▸ What needs to be done
Every line of the data that includes "Find" should be copied out.

Supplied records below:

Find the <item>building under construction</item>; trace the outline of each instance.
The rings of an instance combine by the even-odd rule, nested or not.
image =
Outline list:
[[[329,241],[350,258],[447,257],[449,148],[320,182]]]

End of Supplied records.
Supplied records below:

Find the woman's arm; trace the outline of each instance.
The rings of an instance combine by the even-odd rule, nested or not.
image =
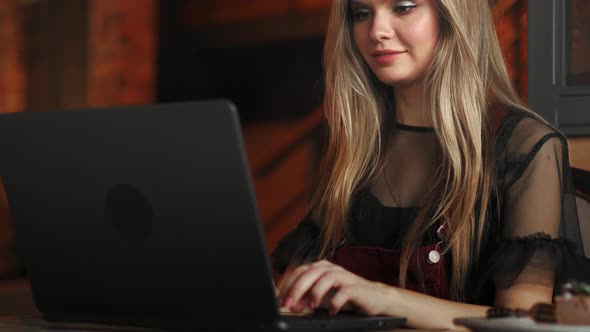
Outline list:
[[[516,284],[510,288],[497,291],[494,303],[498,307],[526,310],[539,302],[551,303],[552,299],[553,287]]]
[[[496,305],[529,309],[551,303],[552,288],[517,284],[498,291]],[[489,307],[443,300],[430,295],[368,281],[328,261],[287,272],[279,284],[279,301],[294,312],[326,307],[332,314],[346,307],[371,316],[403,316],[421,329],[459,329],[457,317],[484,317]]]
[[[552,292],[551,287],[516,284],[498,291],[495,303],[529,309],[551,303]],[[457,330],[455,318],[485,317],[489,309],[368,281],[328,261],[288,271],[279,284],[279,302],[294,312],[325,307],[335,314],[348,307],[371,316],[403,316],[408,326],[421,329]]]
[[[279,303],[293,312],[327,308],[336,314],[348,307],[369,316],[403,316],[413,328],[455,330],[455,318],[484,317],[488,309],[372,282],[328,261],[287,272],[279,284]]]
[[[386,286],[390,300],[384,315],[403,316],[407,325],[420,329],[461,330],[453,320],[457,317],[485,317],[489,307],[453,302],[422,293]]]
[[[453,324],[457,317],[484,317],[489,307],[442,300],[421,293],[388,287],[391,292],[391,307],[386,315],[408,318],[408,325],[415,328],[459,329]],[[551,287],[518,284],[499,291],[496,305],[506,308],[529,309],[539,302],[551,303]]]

End of Supplied records.

▸ Worked solution
Find the <item>building under construction</item>; trace the outline of each instance.
Find the woman's arm; trace the outline of each instance.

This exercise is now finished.